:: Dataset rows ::

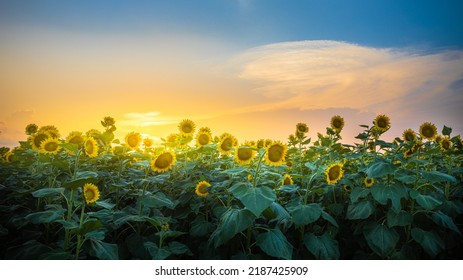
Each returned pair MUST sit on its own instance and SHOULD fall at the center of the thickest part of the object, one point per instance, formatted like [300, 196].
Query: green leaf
[45, 217]
[384, 193]
[438, 177]
[358, 193]
[381, 239]
[157, 200]
[426, 201]
[254, 199]
[305, 214]
[48, 192]
[275, 244]
[429, 241]
[103, 250]
[445, 221]
[401, 218]
[322, 247]
[446, 131]
[379, 169]
[360, 210]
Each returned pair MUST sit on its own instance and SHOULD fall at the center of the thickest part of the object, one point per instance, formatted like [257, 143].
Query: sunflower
[133, 140]
[244, 155]
[409, 135]
[163, 162]
[334, 173]
[287, 180]
[203, 138]
[275, 153]
[90, 147]
[51, 130]
[91, 193]
[227, 143]
[186, 127]
[50, 146]
[428, 130]
[201, 187]
[445, 143]
[37, 139]
[382, 123]
[369, 181]
[31, 128]
[337, 123]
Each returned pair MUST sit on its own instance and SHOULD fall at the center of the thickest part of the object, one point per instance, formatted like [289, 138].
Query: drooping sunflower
[187, 127]
[91, 193]
[275, 153]
[287, 180]
[227, 143]
[203, 138]
[337, 123]
[409, 135]
[133, 140]
[428, 130]
[163, 162]
[37, 139]
[244, 155]
[201, 187]
[369, 181]
[90, 147]
[31, 128]
[50, 146]
[334, 173]
[382, 123]
[445, 143]
[51, 130]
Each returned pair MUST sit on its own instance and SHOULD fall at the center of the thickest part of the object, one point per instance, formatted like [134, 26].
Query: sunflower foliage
[197, 195]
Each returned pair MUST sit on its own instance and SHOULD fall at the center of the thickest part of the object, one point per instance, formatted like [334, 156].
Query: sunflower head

:: REQUIRED WORK ::
Rewrite every one of the entries above, changing "thickest part" to "widest part" wherever it occurs and keeping everything else the same. Leave the pictures out of your version.

:: FINISHED ANSWER ::
Each returned pair MUST sit on its own instance and SHOULD fall at the center of the widest part of the object, one point per instance, formatted like [300, 196].
Query: green leaf
[45, 217]
[384, 193]
[438, 177]
[358, 193]
[381, 239]
[157, 200]
[426, 201]
[254, 199]
[305, 214]
[48, 192]
[275, 244]
[429, 241]
[103, 250]
[445, 221]
[401, 218]
[322, 247]
[446, 131]
[379, 169]
[360, 210]
Each returned pair MUST sit on its own instance and SHOULD fall at the center of the widest part of the object, one point per instance, formatted like [257, 143].
Query: sunflower
[133, 140]
[244, 155]
[409, 135]
[163, 162]
[334, 173]
[287, 180]
[203, 138]
[275, 153]
[90, 147]
[51, 130]
[91, 193]
[227, 143]
[186, 127]
[50, 146]
[428, 130]
[201, 187]
[445, 143]
[37, 139]
[382, 123]
[369, 181]
[31, 128]
[337, 123]
Each returned pair MUST sit on its own instance and SHOULD fall at the center of the widest part of the object, one point per instance, formatted like [289, 138].
Query: drooping sunflower
[187, 127]
[91, 193]
[275, 153]
[287, 180]
[227, 143]
[203, 138]
[337, 123]
[409, 135]
[133, 140]
[428, 130]
[163, 162]
[37, 139]
[244, 155]
[201, 187]
[369, 181]
[90, 147]
[31, 128]
[50, 146]
[334, 173]
[382, 123]
[445, 143]
[51, 130]
Each returned pair MUST sit on its own instance and SHOULD fall at the center of the widest part of the object, one point per instance, formatted like [134, 26].
Query: sunflower foliage
[197, 195]
Each returned pair MUST sit on its own instance and SHOULD fall at the center of the widest part of the object, one point per instance, formatted like [334, 156].
Query: sunflower head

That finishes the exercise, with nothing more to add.